- _WORK TO BE COMPLETED_
List every line of the records that contains the word "countertop", copying each one in full.

- _RECORDS PROVIDED_
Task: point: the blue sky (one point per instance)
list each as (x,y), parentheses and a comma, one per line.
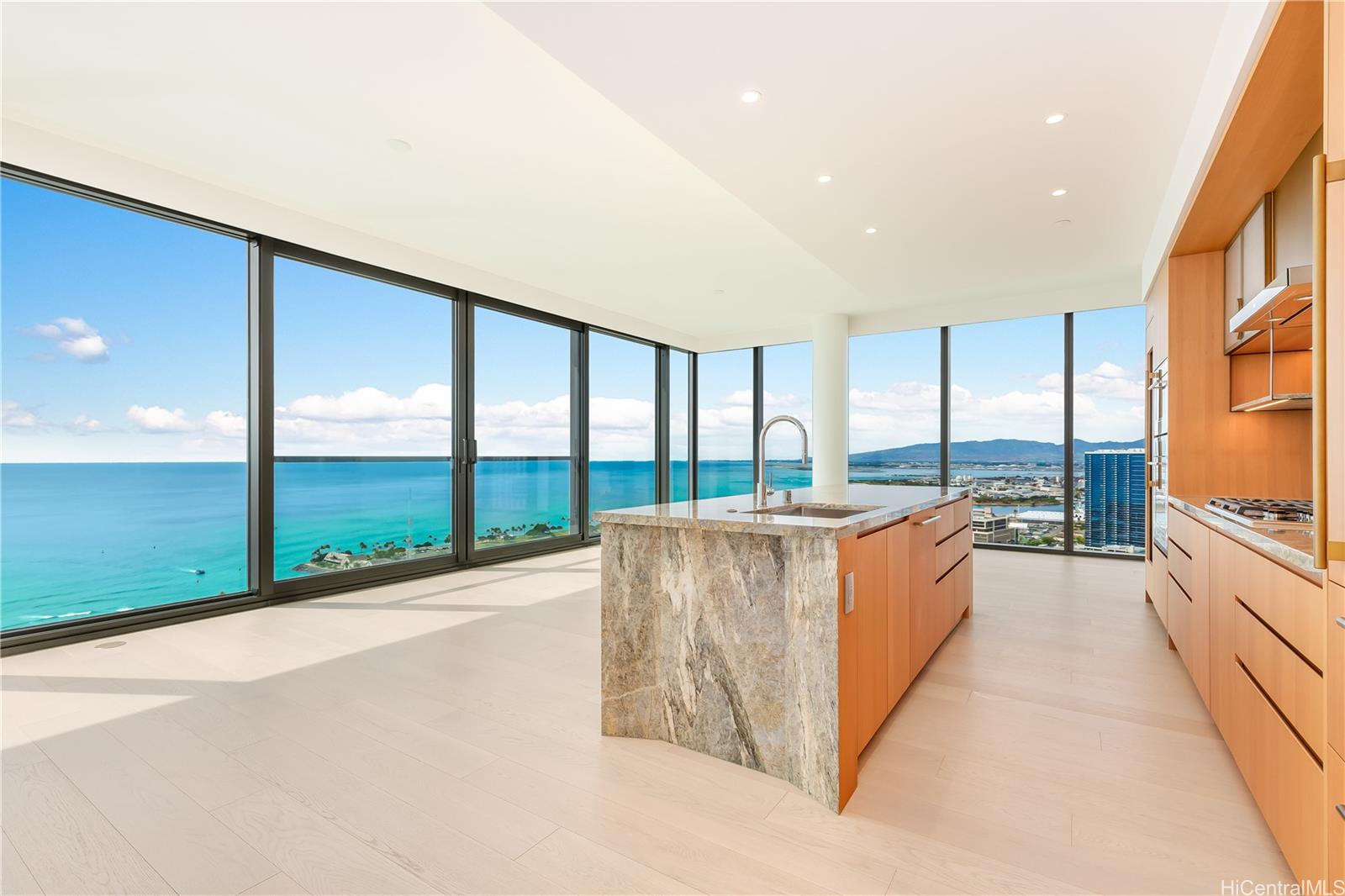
(124,338)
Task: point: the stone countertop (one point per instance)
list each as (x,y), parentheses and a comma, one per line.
(1290,546)
(887,505)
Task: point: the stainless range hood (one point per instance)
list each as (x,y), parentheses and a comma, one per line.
(1271,369)
(1278,303)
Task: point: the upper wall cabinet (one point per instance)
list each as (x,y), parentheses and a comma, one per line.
(1268,296)
(1247,266)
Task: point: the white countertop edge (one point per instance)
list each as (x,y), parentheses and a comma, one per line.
(715,514)
(1247,535)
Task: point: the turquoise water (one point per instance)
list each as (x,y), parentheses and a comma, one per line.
(85,540)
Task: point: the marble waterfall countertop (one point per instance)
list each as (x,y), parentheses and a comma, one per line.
(888,505)
(721,629)
(1290,546)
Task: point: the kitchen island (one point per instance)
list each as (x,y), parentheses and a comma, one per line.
(779,640)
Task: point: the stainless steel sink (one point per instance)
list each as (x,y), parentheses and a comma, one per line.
(820,512)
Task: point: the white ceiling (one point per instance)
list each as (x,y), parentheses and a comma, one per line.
(599,152)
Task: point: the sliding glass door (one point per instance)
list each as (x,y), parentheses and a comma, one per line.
(522,456)
(363,423)
(620,414)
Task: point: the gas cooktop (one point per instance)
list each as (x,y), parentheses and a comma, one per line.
(1264,512)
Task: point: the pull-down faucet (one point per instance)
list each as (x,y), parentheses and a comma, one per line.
(762,490)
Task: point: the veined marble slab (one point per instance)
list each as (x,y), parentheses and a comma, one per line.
(721,635)
(733,514)
(1295,546)
(725,643)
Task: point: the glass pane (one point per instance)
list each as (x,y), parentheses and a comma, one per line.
(363,421)
(787,389)
(622,380)
(679,424)
(522,383)
(1110,430)
(1008,428)
(124,479)
(724,424)
(894,407)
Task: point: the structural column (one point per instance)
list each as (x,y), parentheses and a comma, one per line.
(831,400)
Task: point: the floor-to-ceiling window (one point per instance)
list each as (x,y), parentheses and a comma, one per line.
(724,424)
(894,408)
(363,421)
(787,389)
(124,481)
(1110,430)
(622,385)
(524,430)
(1008,400)
(679,424)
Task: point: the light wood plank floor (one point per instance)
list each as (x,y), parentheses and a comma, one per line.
(441,736)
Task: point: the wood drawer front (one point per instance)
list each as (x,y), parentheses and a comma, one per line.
(1289,786)
(947,519)
(1188,555)
(961,514)
(1295,607)
(1156,584)
(950,551)
(1179,618)
(1189,533)
(962,588)
(1335,818)
(1336,667)
(1295,688)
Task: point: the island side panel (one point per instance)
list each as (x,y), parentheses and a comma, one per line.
(725,643)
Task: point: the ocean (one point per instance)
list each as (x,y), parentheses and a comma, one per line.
(87,540)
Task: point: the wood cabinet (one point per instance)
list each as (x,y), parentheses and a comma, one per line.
(1335,818)
(899,613)
(871,622)
(1264,662)
(1284,777)
(1188,596)
(941,546)
(901,589)
(1336,667)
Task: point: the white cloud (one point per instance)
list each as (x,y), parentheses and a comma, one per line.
(76,326)
(428,403)
(158,420)
(226,423)
(76,338)
(15,414)
(1106,380)
(740,398)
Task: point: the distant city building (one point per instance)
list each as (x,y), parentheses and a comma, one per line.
(1114,498)
(989,528)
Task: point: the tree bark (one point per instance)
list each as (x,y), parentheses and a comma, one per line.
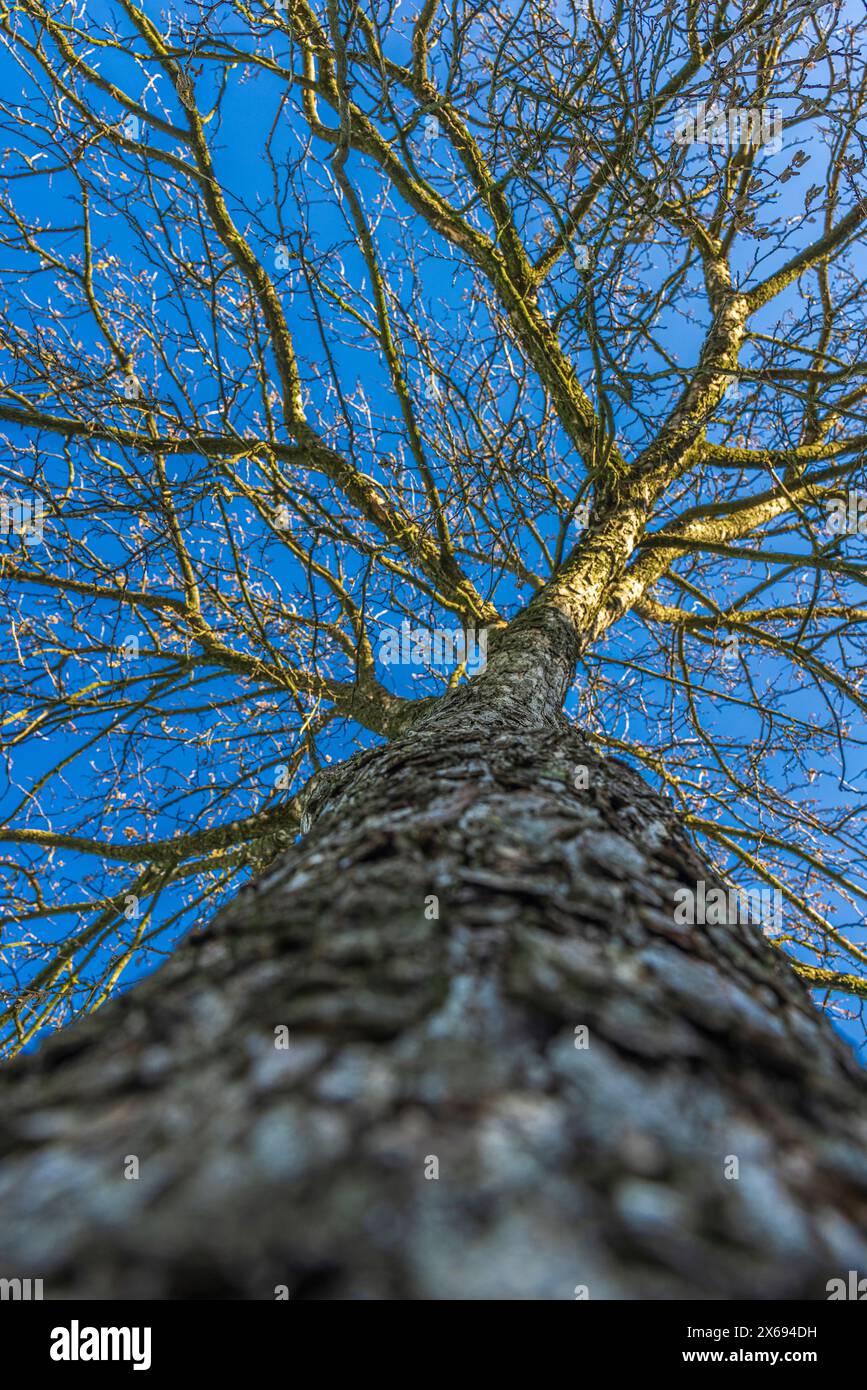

- _TASK SOLUTION_
Task: point: the stone countertop (one point per instance)
Task: point: the white countertop edge (one point per instance)
Task: point: the marble waterfall countertop (one point per instance)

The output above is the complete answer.